▶ Exercise
Retype each entry below, keeping every character the same.

>> Start Data in this exercise

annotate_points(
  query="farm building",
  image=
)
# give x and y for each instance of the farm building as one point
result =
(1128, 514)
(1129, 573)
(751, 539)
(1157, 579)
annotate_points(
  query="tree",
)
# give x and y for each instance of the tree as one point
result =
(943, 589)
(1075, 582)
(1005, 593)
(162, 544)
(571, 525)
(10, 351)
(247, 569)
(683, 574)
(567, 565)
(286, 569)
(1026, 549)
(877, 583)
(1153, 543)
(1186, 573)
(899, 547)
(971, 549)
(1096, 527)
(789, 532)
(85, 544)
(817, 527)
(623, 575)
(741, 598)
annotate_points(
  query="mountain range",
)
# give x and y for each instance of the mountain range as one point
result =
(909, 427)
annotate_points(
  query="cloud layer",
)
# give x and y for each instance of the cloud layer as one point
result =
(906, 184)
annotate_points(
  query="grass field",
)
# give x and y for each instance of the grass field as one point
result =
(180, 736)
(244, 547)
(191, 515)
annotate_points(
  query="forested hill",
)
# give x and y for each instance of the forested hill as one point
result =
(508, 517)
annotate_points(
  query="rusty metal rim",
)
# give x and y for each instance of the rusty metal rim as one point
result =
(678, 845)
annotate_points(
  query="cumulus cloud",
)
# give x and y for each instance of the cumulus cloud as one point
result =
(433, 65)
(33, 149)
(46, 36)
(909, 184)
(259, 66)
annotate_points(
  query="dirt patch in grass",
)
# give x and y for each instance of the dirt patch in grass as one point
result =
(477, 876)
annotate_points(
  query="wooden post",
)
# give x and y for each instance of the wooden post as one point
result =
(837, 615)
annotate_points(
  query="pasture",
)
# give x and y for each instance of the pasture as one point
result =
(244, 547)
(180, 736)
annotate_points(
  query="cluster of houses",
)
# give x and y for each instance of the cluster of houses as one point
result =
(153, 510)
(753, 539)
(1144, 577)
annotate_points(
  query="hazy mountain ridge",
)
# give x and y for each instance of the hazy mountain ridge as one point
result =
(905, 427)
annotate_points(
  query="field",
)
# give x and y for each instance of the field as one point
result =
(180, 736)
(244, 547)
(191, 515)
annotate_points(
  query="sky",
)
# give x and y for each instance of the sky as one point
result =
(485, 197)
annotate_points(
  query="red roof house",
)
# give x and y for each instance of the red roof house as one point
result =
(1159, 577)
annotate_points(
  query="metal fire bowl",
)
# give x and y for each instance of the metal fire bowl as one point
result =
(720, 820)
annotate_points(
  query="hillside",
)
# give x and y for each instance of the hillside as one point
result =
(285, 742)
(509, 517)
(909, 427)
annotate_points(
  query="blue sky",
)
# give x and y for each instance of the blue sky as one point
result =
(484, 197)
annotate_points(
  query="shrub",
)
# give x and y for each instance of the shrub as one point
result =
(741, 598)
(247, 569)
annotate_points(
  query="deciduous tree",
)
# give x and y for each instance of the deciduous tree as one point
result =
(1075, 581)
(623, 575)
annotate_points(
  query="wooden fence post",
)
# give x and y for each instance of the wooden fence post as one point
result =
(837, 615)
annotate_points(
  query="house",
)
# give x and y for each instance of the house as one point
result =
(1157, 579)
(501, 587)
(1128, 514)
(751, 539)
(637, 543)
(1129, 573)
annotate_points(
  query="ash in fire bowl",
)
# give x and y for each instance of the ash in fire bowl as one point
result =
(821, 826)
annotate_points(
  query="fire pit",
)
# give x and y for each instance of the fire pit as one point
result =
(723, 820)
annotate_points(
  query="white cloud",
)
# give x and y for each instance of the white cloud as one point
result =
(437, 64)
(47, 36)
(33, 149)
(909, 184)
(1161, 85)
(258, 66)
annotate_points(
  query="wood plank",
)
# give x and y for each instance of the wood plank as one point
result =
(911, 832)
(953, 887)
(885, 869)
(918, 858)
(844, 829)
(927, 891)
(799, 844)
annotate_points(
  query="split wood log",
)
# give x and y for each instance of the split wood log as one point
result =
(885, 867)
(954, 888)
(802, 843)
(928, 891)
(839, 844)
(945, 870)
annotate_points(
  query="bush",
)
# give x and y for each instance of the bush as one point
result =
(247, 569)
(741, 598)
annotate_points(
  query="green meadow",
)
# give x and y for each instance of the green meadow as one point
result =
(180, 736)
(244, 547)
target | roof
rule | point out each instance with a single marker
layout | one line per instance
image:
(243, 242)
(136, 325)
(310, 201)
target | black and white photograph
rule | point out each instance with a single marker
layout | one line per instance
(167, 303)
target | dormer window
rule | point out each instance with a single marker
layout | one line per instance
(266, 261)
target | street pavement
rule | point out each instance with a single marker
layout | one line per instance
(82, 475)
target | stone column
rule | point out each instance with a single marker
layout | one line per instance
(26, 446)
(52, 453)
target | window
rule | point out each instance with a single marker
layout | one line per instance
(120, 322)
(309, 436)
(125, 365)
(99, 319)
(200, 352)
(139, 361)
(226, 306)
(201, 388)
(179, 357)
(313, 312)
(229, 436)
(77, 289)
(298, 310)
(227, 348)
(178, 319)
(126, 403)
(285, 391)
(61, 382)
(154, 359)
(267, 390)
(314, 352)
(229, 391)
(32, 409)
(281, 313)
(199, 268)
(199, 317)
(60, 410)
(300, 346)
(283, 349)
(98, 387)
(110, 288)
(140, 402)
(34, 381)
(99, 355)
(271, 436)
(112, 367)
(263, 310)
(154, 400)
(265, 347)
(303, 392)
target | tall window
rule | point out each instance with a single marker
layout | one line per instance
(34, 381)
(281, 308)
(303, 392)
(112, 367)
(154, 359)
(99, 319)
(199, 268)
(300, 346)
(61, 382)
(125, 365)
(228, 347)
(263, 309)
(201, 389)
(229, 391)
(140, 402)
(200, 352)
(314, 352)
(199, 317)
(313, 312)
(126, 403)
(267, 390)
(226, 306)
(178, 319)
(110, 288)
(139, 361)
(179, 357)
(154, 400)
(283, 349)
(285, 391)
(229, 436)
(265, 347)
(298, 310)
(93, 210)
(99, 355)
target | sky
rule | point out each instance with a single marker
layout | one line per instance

>> End Data in this exercise

▶ Solution to this exercise
annotate_points(
  query="farm building",
  image=
)
# give x and y for each instance of the farm building as one point
result =
(1128, 514)
(1129, 573)
(751, 539)
(1157, 579)
annotate_points(
  query="tree",
)
# give x and y for each instance of the tree as one point
result =
(943, 589)
(1075, 582)
(1005, 593)
(162, 544)
(571, 525)
(10, 351)
(247, 569)
(683, 574)
(567, 565)
(286, 569)
(1026, 549)
(877, 583)
(1153, 543)
(1186, 573)
(899, 547)
(971, 549)
(1096, 527)
(789, 532)
(85, 544)
(817, 527)
(623, 575)
(741, 598)
annotate_points(
  query="mountain range",
)
# give x and y for each instance of the mountain range as one point
result =
(909, 427)
annotate_points(
  query="cloud layer",
)
# give x and y for each instance of the cloud layer as one point
result =
(906, 184)
annotate_points(
  query="grass field",
)
# give x and y for each instance of the grass field as one point
result =
(180, 736)
(244, 547)
(191, 515)
annotate_points(
  query="forested hill",
)
# give x and y for each instance of the forested hill as one point
result =
(508, 517)
annotate_points(
  query="rusty metal rim",
)
# give x and y for each instance of the rusty metal rim as one point
result =
(678, 845)
annotate_points(
  query="cumulus cloud",
)
# give x and y for each instance of the cumulus cloud as one point
result =
(433, 65)
(33, 149)
(46, 36)
(909, 184)
(259, 66)
annotate_points(
  query="dirt patch in grass",
)
# give x and y for each instance of the dirt patch in grass as one point
result =
(477, 876)
annotate_points(
  query="wooden post",
)
# give x and y for each instance of the wooden post as one point
result =
(837, 615)
annotate_points(
  query="pasture",
)
# give x and y for each instance of the pasture as one point
result =
(244, 547)
(180, 736)
annotate_points(
  query="cluster of houses",
)
# give x and y for each instance of the cluster of houses as one point
result =
(153, 510)
(753, 539)
(1144, 577)
annotate_points(
  query="hazy mountain ridge",
)
# give x and y for each instance of the hazy mountain ridge as one point
result =
(905, 427)
annotate_points(
  query="field",
)
# give x and y for each instance of the field as one point
result =
(180, 736)
(244, 547)
(191, 515)
annotate_points(
  query="sky",
)
# give x and y for each instance of the sky as one point
result =
(485, 197)
annotate_points(
  query="red roof house",
)
# give x and y for each instance of the red roof house as one point
result =
(1159, 577)
annotate_points(
  query="metal fire bowl",
)
# give x and y for each instance of the metal fire bowl as one point
result =
(720, 820)
annotate_points(
  query="hillside",
)
# give x and y for each instance of the hillside as one point
result =
(285, 742)
(509, 517)
(909, 427)
annotate_points(
  query="blue sky",
)
# give x and y for each instance of the blue sky as one point
result =
(484, 197)
annotate_points(
  query="shrub",
)
# give x and y for each instance of the shrub as one point
result =
(741, 598)
(247, 569)
annotate_points(
  query="deciduous tree",
)
# give x and y for each instance of the deciduous tree as one point
result =
(1075, 581)
(623, 575)
annotate_points(
  query="wooden fence post",
)
# give x and y for each instance of the wooden fence post as one point
result =
(837, 615)
annotate_points(
  query="house",
)
# give x and y for each instance of the house as one point
result =
(1157, 579)
(501, 587)
(1128, 514)
(751, 539)
(637, 543)
(1129, 573)
annotate_points(
  query="ash in fire bowl",
)
# give x and y for each instance of the ash in fire bowl as one point
result =
(821, 826)
annotate_points(
  query="fire pit",
)
# give x and y for each instance of the fire pit as one point
result =
(723, 820)
annotate_points(
  query="white cloud",
)
# give x and y for each instance of the white cloud as one point
result =
(437, 64)
(47, 36)
(33, 149)
(909, 184)
(1161, 85)
(258, 66)
annotate_points(
  query="wood plank",
)
# give x and y for each instance of the wood plank as one point
result =
(911, 832)
(953, 887)
(885, 869)
(918, 858)
(844, 829)
(927, 891)
(799, 844)
annotate_points(
  query="split wood log",
)
# give x and y for each instance of the split wood log as one point
result =
(885, 867)
(954, 888)
(802, 843)
(928, 891)
(839, 844)
(945, 870)
annotate_points(
  query="bush",
)
# give x and y for each instance of the bush as one point
result =
(247, 569)
(741, 598)
annotate_points(
  query="green meadow",
)
# give x and y for each instance of the green meadow as one point
result =
(180, 736)
(244, 547)
target | roof
rule | point out each instance with a single marker
layout | one line per instance
image:
(243, 242)
(136, 325)
(310, 201)
target | black and white photograph
rule | point out each instance with a single marker
layout | one line per instance
(167, 303)
target | dormer window
rule | point out each instance with a single marker
layout | one line per instance
(266, 261)
target | street pavement
rule | point out each instance with a single marker
layout | one line per instance
(82, 475)
target | stone column
rule | point out each instance with a single marker
layout | one line per instance
(26, 446)
(52, 453)
target | window
rule | point out each instance with a single marker
layout | one line per instance
(120, 322)
(309, 436)
(125, 365)
(99, 319)
(200, 352)
(139, 361)
(226, 306)
(201, 388)
(179, 357)
(313, 312)
(229, 436)
(77, 289)
(298, 310)
(227, 348)
(178, 319)
(126, 403)
(285, 391)
(61, 382)
(154, 359)
(267, 390)
(314, 352)
(229, 391)
(32, 409)
(281, 313)
(199, 268)
(199, 317)
(60, 410)
(300, 346)
(283, 349)
(98, 387)
(110, 288)
(140, 402)
(34, 381)
(99, 355)
(271, 436)
(112, 367)
(263, 310)
(154, 400)
(265, 347)
(303, 392)
target | tall window
rule | point out each instance with a single marker
layout | one line per instance
(34, 381)
(281, 308)
(303, 392)
(112, 367)
(154, 359)
(99, 319)
(199, 268)
(300, 346)
(61, 382)
(125, 365)
(228, 347)
(263, 309)
(201, 389)
(229, 391)
(140, 402)
(200, 352)
(314, 352)
(199, 317)
(313, 312)
(126, 403)
(267, 390)
(226, 306)
(178, 319)
(110, 288)
(139, 361)
(179, 357)
(154, 400)
(283, 349)
(285, 391)
(229, 436)
(265, 347)
(298, 310)
(93, 210)
(99, 355)
target | sky
rule | point out each instance with a single marker
layout | one line per instance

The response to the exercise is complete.